= WHAT YOU HAVE TO DO =
Print the entries once more, unchanged.
** Opening SOURCE MATERIAL block **
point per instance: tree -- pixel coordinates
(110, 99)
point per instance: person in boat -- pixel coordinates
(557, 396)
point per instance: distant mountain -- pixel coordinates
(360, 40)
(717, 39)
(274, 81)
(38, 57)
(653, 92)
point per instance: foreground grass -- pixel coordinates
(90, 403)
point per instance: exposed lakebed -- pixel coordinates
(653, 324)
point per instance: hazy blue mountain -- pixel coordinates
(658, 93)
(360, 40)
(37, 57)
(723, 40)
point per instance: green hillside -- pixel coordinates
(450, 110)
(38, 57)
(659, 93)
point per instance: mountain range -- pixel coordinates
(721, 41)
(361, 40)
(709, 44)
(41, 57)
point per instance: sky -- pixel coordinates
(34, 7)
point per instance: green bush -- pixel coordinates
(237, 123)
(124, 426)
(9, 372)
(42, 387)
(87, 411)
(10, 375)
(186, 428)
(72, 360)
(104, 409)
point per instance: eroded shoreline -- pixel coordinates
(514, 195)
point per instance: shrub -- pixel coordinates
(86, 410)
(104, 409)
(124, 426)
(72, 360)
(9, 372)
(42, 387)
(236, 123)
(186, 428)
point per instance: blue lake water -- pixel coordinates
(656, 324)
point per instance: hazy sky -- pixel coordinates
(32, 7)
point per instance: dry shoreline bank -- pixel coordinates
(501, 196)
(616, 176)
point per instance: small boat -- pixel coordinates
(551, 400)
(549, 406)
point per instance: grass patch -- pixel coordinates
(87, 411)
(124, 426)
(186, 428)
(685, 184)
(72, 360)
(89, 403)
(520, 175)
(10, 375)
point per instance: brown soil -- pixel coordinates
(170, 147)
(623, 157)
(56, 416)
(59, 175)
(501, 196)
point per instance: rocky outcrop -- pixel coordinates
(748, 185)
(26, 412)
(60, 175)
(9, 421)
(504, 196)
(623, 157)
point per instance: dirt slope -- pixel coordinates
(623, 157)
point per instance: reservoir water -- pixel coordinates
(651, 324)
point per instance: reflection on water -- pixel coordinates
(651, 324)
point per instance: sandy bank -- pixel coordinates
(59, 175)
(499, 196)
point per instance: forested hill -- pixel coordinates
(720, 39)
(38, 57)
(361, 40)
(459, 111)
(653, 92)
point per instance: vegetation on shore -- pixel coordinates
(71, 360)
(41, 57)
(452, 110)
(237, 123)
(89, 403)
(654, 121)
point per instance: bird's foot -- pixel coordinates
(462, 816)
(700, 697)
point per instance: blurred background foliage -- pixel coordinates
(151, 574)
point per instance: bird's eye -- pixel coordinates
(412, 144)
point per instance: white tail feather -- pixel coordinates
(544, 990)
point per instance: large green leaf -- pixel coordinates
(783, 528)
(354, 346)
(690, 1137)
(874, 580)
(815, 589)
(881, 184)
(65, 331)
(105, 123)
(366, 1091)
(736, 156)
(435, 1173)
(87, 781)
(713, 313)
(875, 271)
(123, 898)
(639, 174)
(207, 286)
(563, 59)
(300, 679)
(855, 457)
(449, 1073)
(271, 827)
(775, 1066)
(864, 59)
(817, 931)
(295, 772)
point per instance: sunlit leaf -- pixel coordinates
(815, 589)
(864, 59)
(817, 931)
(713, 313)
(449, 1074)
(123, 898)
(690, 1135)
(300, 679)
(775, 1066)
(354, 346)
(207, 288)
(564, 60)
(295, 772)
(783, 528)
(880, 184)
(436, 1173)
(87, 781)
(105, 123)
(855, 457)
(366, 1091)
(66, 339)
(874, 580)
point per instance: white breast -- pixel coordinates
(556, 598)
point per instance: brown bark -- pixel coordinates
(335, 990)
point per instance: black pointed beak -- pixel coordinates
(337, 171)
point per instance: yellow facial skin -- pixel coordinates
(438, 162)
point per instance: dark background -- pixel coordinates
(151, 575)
** Closing SOURCE MATERIAL block **
= OUTPUT =
point per instance: tree -- pixel coordinates
(110, 99)
point per instance: person in boat -- pixel coordinates
(557, 396)
point per instance: distant mountain -- pixel coordinates
(360, 40)
(717, 39)
(274, 81)
(38, 57)
(653, 92)
point per instance: foreground grass -- pixel coordinates
(90, 403)
point per instance: exposed lakebed -- pixel coordinates
(653, 324)
point per instance: hazy blue mountain -- pixel coordinates
(658, 93)
(360, 40)
(37, 57)
(723, 40)
point per instance: green hillside -- pixel coordinates
(450, 110)
(38, 57)
(659, 93)
point per instance: mountain range -- pixel coordinates
(721, 41)
(361, 40)
(709, 44)
(41, 57)
point per instance: sky -- pixel coordinates
(34, 7)
point per instance: green bush -- pixel coordinates
(237, 123)
(124, 426)
(9, 372)
(42, 387)
(87, 411)
(10, 375)
(186, 428)
(72, 360)
(104, 409)
point per instance: eroded shoreline -- pixel coordinates
(514, 195)
point per instance: shrub -- pixel coordinates
(86, 410)
(104, 409)
(124, 426)
(72, 360)
(9, 372)
(42, 387)
(236, 123)
(186, 428)
point per instance: blue lake water -- pixel coordinates
(656, 324)
point per instance: hazy sky -- pixel coordinates
(32, 7)
point per instance: dry shoreline bank -- pixel coordinates
(501, 196)
(616, 176)
point per instance: small boat -- pixel coordinates
(551, 400)
(549, 406)
point per instance: grass patch -- pixel coordinates
(87, 411)
(124, 426)
(186, 428)
(685, 184)
(72, 360)
(89, 403)
(520, 175)
(10, 375)
point per instance: brown soil -- pixel coordinates
(170, 147)
(623, 157)
(56, 416)
(59, 175)
(501, 196)
point per instance: rocky outcrop -- pixel coordinates
(748, 185)
(26, 412)
(60, 175)
(9, 421)
(504, 196)
(623, 157)
point per instance: dirt slope -- pixel coordinates
(623, 157)
point per instance: reservoir water -- pixel coordinates
(651, 324)
point per instance: reflection on water -- pixel coordinates
(651, 324)
point per instance: sandy bank -- pixel coordinates
(59, 175)
(499, 196)
point per instance: forested hill -- pixel coordinates
(720, 39)
(38, 57)
(361, 40)
(459, 111)
(653, 92)
point per instance: vegetation on shore -- pixel coordinates
(71, 360)
(41, 57)
(452, 110)
(237, 123)
(89, 403)
(654, 121)
point per instance: bird's foot -- pixel coordinates
(462, 816)
(700, 697)
point per instance: blurred background foliage -- pixel coordinates
(151, 574)
point per instance: bird's eye -- pixel coordinates
(412, 144)
point per instance: white tail feather -- pixel coordinates
(544, 990)
point per instance: large green leaf -- pixel coordinates
(783, 528)
(354, 346)
(690, 1137)
(874, 580)
(815, 589)
(881, 184)
(65, 331)
(105, 123)
(366, 1091)
(736, 156)
(435, 1173)
(87, 781)
(713, 313)
(875, 271)
(123, 898)
(639, 174)
(207, 286)
(563, 59)
(300, 679)
(855, 457)
(449, 1073)
(271, 827)
(775, 1066)
(864, 59)
(817, 931)
(295, 772)
point per instance: sunlit leaf -- pixel coordinates
(815, 589)
(864, 59)
(817, 931)
(713, 313)
(449, 1074)
(123, 898)
(690, 1135)
(300, 679)
(775, 1066)
(354, 346)
(207, 288)
(564, 60)
(295, 772)
(783, 528)
(880, 184)
(436, 1173)
(87, 781)
(105, 123)
(855, 457)
(366, 1091)
(66, 339)
(874, 580)
point per instance: white breast -- pixel coordinates
(556, 598)
point per instance: brown bark -- pixel coordinates
(335, 990)
point per instance: black pointed beak -- pixel coordinates
(337, 171)
point per instance: yellow facial skin -- pixel coordinates
(438, 162)
point per instance: dark background -- pixel coordinates
(151, 575)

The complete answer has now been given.